Source text Start Marker

For a growing number of Americans, juggling more than one job, or “polyworking,” has become just another day at the office.
The number of people with multiple full- or part-time jobs climbed to over 8.9 million in March for the first time since 1994, when the Bureau of Labor Statistics began tracking the phenomenon, before ticking down slightly in April.
As a practice, it’s not so new. Think “moonlighting.”
But as a term, polyworking (and the similar “polyemployment”) is more recent. It began cropping up in human resources research and in traditional and social media after the Covid-19 pandemic as an upbeat spin on millennial workers’ reputation for taking on side hustles, trying to monetize hobbies and eschewing 9-to-5 work.
How it’s pronounced
/pä-lē-wər-kiŋ/
“It’s a way to take back ownership of work and one’s career in a meaningful way, pushing back against the sense that you are identified by one job, one employer,” said Erin Hatton, a professor of sociology at the State University of New York at Buffalo who studies the labor market.
But she added it also candy-coats the biggest reason many people do it: They have to. “There is an element of gloss to it that minimizes the hardship and economic need that forces them to cobble together a variety of subpar jobs,” Ms. Hatton said.
Polyworking opportunities expanded earlier this decade as the job market began to recover from the pandemic lockdowns, said Guy Berger, the director of economic research at the Burning Glass Institute, a labor market think tank.
“There was so much desperation for labor, some employers that might have bristled at someone working another full-time job relaxed” the rules, he said.
At the same time, the proliferation of remote office setups made it easier to clock in at multiple jobs, sometimes covertly, especially for white-collar workers. “Literally you close one tab on your computer and open another one,” Mr. Berger said.
About 50 percent of employees with multiple jobs had a four-year college degree as of last December, up from 44 percent in 2014, according to a March report from the Federal Reserve Bank of St. Louis.

Source text End Marker
Data to examine Start Marker

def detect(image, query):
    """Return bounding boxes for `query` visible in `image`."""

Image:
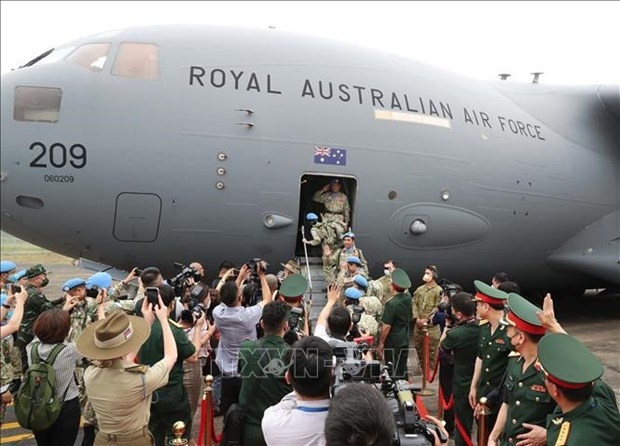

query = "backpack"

[15,342,71,431]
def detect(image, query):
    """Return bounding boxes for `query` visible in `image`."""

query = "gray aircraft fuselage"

[1,25,620,290]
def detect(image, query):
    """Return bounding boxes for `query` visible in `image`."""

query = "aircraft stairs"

[297,256,327,330]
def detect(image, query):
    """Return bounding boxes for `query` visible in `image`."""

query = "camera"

[168,262,202,296]
[330,341,440,446]
[246,257,269,283]
[283,308,304,345]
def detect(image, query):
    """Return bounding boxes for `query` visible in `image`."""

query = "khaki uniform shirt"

[84,359,168,434]
[412,284,441,319]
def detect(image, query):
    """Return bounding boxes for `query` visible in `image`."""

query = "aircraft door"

[113,192,162,242]
[295,174,357,257]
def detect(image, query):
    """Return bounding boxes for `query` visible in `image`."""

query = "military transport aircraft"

[1,25,620,291]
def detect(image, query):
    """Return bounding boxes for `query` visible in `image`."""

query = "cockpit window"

[67,43,110,71]
[112,42,159,80]
[13,87,62,122]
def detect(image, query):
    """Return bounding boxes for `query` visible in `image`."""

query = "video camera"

[283,308,303,345]
[381,367,448,446]
[330,341,448,446]
[246,257,269,284]
[168,262,202,296]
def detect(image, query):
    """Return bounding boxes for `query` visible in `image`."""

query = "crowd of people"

[0,181,620,446]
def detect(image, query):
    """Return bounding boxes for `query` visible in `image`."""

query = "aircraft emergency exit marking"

[189,65,546,141]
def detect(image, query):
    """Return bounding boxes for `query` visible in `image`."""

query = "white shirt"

[261,392,329,446]
[213,303,263,376]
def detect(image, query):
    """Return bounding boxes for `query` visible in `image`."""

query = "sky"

[0,1,620,84]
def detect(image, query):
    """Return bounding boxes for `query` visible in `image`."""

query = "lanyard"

[296,406,329,413]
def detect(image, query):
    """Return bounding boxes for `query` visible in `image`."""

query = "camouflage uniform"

[308,220,347,251]
[330,248,370,283]
[15,284,54,370]
[312,190,351,226]
[67,297,97,426]
[412,284,441,369]
[0,336,15,424]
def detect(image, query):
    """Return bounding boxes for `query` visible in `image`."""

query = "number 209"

[30,142,86,169]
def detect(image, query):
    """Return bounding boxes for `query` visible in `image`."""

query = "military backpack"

[15,342,71,431]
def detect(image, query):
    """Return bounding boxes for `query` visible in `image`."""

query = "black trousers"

[34,397,82,446]
[220,374,241,415]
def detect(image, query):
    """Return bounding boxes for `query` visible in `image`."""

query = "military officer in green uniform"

[377,269,411,380]
[412,265,442,370]
[469,280,510,436]
[439,292,480,446]
[538,333,620,446]
[488,293,555,446]
[138,285,204,446]
[312,178,351,228]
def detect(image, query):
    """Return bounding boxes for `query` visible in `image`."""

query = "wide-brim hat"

[538,333,603,389]
[75,311,151,360]
[499,293,545,335]
[392,268,411,290]
[26,263,50,279]
[280,260,301,274]
[474,280,508,304]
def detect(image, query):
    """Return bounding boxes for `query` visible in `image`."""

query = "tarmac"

[0,233,620,446]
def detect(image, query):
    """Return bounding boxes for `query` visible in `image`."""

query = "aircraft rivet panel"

[388,203,491,249]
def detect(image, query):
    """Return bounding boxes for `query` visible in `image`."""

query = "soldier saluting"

[312,178,351,227]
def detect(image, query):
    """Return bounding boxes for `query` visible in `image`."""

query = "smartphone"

[145,286,159,309]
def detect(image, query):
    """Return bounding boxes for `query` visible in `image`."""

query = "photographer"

[213,265,271,414]
[314,285,352,342]
[261,336,332,446]
[439,292,480,446]
[239,300,294,445]
[279,274,310,345]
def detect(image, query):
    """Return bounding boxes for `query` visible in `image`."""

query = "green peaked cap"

[474,280,508,303]
[280,274,308,297]
[538,333,603,386]
[392,268,411,289]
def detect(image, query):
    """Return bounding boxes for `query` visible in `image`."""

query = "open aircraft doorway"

[295,174,357,257]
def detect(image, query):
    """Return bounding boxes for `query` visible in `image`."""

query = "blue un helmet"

[306,212,319,221]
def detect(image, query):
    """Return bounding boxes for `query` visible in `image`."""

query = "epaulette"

[168,319,183,328]
[125,364,149,375]
[555,421,570,446]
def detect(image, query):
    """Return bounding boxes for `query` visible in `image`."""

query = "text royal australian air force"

[189,65,545,141]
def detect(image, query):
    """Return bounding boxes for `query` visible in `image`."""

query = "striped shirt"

[26,338,82,402]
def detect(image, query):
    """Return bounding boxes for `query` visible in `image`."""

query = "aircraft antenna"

[530,71,545,84]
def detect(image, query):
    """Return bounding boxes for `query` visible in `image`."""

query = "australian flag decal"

[314,146,347,166]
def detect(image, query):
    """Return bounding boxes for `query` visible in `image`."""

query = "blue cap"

[353,274,368,289]
[344,286,364,300]
[347,256,362,265]
[86,273,112,289]
[9,269,28,283]
[0,260,17,274]
[61,277,86,291]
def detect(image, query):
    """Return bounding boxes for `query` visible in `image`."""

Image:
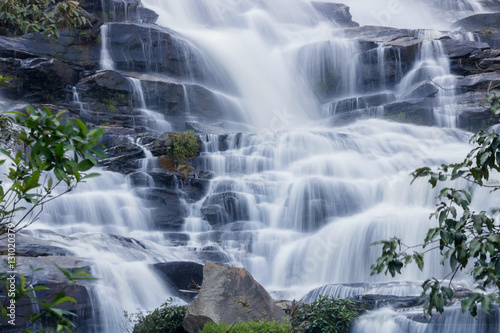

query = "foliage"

[0,102,105,236]
[168,131,200,167]
[371,93,500,316]
[125,298,186,333]
[202,321,292,333]
[0,0,90,37]
[0,261,95,333]
[290,296,359,333]
[0,76,105,332]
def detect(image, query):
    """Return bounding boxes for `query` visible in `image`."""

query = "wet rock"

[154,261,203,290]
[328,93,396,115]
[186,121,228,135]
[384,99,435,126]
[344,25,411,46]
[183,262,285,333]
[99,126,137,148]
[441,38,490,58]
[134,188,187,231]
[108,23,223,81]
[451,13,500,31]
[0,58,78,103]
[311,1,359,27]
[100,142,146,174]
[134,75,187,115]
[457,72,500,91]
[399,82,439,100]
[456,92,498,133]
[386,37,422,62]
[0,233,72,258]
[201,192,250,228]
[163,232,190,245]
[0,18,101,69]
[0,256,96,332]
[450,49,500,76]
[475,28,500,50]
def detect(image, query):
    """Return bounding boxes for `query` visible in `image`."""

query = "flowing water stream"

[6,0,498,333]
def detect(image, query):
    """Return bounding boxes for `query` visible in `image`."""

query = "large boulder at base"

[183,261,286,333]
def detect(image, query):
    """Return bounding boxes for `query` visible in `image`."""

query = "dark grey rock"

[344,25,411,43]
[441,38,490,58]
[311,1,359,27]
[183,262,285,333]
[399,82,439,100]
[451,13,500,31]
[384,99,435,126]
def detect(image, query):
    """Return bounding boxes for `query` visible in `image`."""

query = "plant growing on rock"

[0,90,105,332]
[125,298,186,333]
[371,93,500,316]
[0,0,90,37]
[167,131,200,168]
[288,296,359,333]
[202,320,292,333]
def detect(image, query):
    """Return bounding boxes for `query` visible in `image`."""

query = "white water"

[2,0,498,332]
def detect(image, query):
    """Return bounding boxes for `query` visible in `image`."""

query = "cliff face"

[0,0,500,332]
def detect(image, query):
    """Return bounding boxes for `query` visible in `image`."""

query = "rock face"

[451,13,500,31]
[311,1,359,27]
[183,262,285,333]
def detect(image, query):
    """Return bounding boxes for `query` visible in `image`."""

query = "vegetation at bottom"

[371,92,500,316]
[125,298,186,333]
[125,296,359,333]
[202,320,292,333]
[0,76,105,333]
[288,296,359,333]
[167,131,200,168]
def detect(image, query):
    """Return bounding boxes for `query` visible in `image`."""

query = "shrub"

[125,298,186,333]
[168,131,200,167]
[202,321,292,333]
[290,296,359,333]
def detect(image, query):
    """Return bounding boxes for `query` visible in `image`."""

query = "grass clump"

[202,321,292,333]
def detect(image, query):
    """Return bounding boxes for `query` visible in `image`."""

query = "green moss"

[202,321,292,333]
[87,87,131,113]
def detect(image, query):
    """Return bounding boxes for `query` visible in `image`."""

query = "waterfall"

[2,0,500,333]
[99,24,115,70]
[127,77,172,132]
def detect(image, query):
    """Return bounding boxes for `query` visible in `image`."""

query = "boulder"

[311,1,359,27]
[457,72,500,91]
[386,37,422,62]
[344,25,411,44]
[183,261,286,333]
[383,99,435,126]
[0,233,72,258]
[399,82,439,100]
[451,13,500,31]
[107,23,228,85]
[441,38,490,58]
[0,254,97,332]
[154,261,203,290]
[0,57,78,103]
[0,19,101,69]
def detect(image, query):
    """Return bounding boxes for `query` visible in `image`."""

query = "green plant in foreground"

[167,131,200,168]
[125,298,186,333]
[290,296,359,333]
[0,0,90,38]
[202,321,292,333]
[371,93,500,316]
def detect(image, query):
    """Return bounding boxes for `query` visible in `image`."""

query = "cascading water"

[5,0,498,332]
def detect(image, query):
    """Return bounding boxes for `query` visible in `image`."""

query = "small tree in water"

[371,93,500,316]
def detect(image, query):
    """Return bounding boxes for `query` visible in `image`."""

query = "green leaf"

[78,159,94,172]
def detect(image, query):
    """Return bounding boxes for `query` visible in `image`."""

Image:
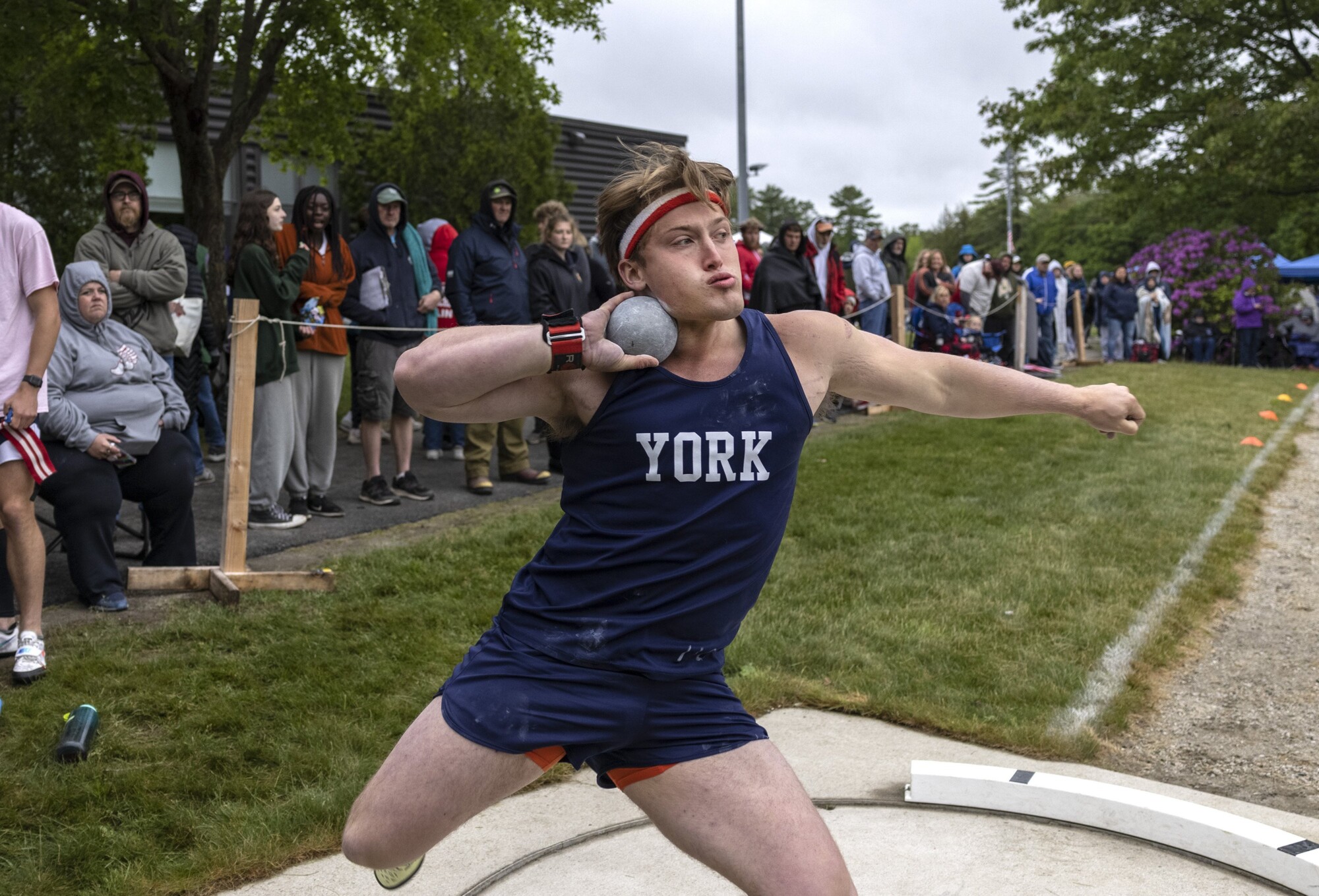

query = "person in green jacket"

[230,190,311,528]
[74,171,187,365]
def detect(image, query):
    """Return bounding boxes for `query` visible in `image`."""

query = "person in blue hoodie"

[339,183,441,504]
[952,243,979,280]
[445,181,550,494]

Data to examine End Marker

* [What you need to do]:
1) According to the polyworking text, what share of employees with multiple jobs had a four-year college degree as of last December?
2) Write a continuation of the polyworking text, starting after its final sentence.

* [Responses]:
1) About 50 percent.

2)
A 2024 report by Deloitte showed that 45 percent of members of Gen Z and 36 percent of millennials had either a full- or part-time side gig.
The biggest reason for taking on extra work was that they weren’t making enough in their primary job, the survey showed.
U.S. unemployment remained historically low at 4.2 percent in April, while average hourly earnings climbed 3.8 percent, outpacing inflation, according to Labor Department data.
Still, naggingly high housing costs and bigger grocery bills have been biting into workers’ earnings.
“The way the economy’s going, you can’t live off of one job, even two jobs sometimes,” said Marcel Wizzard, 25, who lives in Hackensack, N.J., with his parents. Aiming to pay off his credit card debt, he clocks 40-hour weeks as an Amazon delivery worker and after his shifts end, he hops in his car to deliver food to Uber Eats customers.
Clouding the economic outlook is a staggering number of government layoffs, a trade war set off by the Trump administration’s tariffs and a volatile stock market.
“We are in a moment of pretty intense turmoil economically, politically and culturally,” Professor Hatton said. It is, she said, “creating a fair amount of economic anxiety, if not real hardship, so that would go a long way to explaining the drive to find extra work.”